* _Required task_
Will you give the material below again, every line exactly as it is?

* _Data excerpts_
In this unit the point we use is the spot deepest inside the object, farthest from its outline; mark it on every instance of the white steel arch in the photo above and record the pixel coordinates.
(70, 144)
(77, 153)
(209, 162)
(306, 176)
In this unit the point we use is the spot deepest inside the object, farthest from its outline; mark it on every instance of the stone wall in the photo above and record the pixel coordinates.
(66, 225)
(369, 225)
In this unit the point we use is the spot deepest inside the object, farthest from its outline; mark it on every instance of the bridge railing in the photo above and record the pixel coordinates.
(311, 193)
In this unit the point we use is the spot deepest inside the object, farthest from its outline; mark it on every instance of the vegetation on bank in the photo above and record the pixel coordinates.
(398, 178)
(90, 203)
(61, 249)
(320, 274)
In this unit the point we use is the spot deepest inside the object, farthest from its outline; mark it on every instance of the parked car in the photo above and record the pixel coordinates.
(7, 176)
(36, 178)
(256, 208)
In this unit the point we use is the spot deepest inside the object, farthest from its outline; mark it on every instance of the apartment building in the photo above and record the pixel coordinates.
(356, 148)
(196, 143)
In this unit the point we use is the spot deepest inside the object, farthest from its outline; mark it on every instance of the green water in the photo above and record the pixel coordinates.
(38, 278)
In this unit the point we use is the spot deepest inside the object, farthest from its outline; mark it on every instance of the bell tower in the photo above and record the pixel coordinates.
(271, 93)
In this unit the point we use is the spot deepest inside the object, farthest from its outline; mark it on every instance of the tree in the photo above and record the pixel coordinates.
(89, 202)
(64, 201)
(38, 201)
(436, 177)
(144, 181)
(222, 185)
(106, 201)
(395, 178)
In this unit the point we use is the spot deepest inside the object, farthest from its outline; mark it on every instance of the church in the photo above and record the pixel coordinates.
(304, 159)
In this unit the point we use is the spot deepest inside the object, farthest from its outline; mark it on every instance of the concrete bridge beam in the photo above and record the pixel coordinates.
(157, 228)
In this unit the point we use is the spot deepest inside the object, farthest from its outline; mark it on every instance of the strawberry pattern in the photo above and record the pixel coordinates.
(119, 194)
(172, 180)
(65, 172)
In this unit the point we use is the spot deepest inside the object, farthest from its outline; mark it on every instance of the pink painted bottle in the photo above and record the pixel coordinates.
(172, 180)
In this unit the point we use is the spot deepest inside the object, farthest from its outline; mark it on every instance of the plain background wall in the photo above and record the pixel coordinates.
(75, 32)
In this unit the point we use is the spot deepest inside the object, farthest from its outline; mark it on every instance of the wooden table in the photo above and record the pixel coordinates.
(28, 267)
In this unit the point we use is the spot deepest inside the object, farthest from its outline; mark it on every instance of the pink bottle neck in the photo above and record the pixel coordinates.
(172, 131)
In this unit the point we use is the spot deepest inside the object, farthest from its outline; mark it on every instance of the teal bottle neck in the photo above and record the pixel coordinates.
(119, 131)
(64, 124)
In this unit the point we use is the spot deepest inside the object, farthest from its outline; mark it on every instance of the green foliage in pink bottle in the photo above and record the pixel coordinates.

* _Answer to this task_
In this unit the point we use is the spot deepest inside the object, farthest from its outline; mark it on every instance of the white steel arch in the photo above and record the pixel coordinates.
(70, 144)
(77, 153)
(209, 162)
(306, 176)
In this unit the point we use is the spot deepest inside the object, farthest from its outline; mark it on every instance of the stone wall in the photo above and record the pixel coordinates.
(66, 225)
(369, 225)
In this unit the point we use is the spot deepest inside the object, farthest from its outline; mark it on every instance of the bridge railing in the photo above and record the pixel coordinates.
(311, 193)
In this unit the point we use is the spot deepest inside the object, farthest from its outline; mark it on every instance of the vegetation on bank in the photo above and record the pixel coordinates.
(398, 178)
(90, 203)
(61, 249)
(320, 274)
In this unit the point we use is the spot deepest inside the object, farthest from its outline; mark it on every instance of the parked car in the photo above and record the pixel coordinates.
(7, 176)
(36, 178)
(256, 208)
In this unit the point we use is the spot deepest inside the object, farthest from its outline; mark it on every instance of the apartment building in the photo above and record the pixel coordinates.
(356, 148)
(196, 143)
In this unit the point we use is the spot deepest inside the object, farthest from its outline; mark it on every instance of the green water in the photo above and record the pixel coordinates.
(38, 278)
In this unit the point we use is the spot deepest inside the object, farthest from its outline; mark it on every instance of the bell tower in the photo above and record the pixel coordinates.
(271, 93)
In this unit the point we use is the spot deepest inside the object, farthest from its outline; mark it on every instance of the tree in the photo above and record the pixel coordinates.
(89, 202)
(64, 201)
(38, 201)
(436, 177)
(144, 181)
(222, 185)
(106, 201)
(395, 178)
In this unit the point we use is the spot deepest inside the object, farthest from its outline; mark it on every instance of the church in the photo above and record the pixel coordinates.
(304, 159)
In this unit the point we use is the spot deepest inside the object, farthest from its outline; mark it on every instance of the concrete bridge beam in the photo above and record the pixel coordinates.
(157, 228)
In this unit the point we use is the spot deepest inside the object, farthest from its outline; mark it on every instance of the strawberry pattern in the photo above and record the pixel coordinates.
(119, 194)
(172, 180)
(65, 172)
In this unit the point we use is the spot deepest inside the object, farthest from its outline; mark it on every instance of the pink painted bottle in the photo above and record the pixel coordinates.
(172, 180)
In this unit the point we use is the spot deepest inside the object, farthest from its outline; mark it on every instance of the plain background wall in the photo above and record the pixel coordinates.
(75, 32)
In this unit the point we use is the spot deepest inside the object, farthest from its outline; mark it on every instance of the wooden table in the photo above and record the pixel coordinates.
(28, 267)
In this unit the point we use is the spot deepest inside the object, farthest from its outline; mark it on every instance of the pink bottle neck in the photo above and record the pixel coordinates.
(172, 131)
In this unit the point we use is the spot deepest inside the object, farthest from its outline; mark it on every instance of the teal bottle neck in the photo above and record the pixel coordinates.
(119, 131)
(64, 124)
In this unit the point we use is the spot deepest inside the object, farthest from its outline; mark it on every instance of the green foliage in pink bottle in the photo above and record the pixel coordinates.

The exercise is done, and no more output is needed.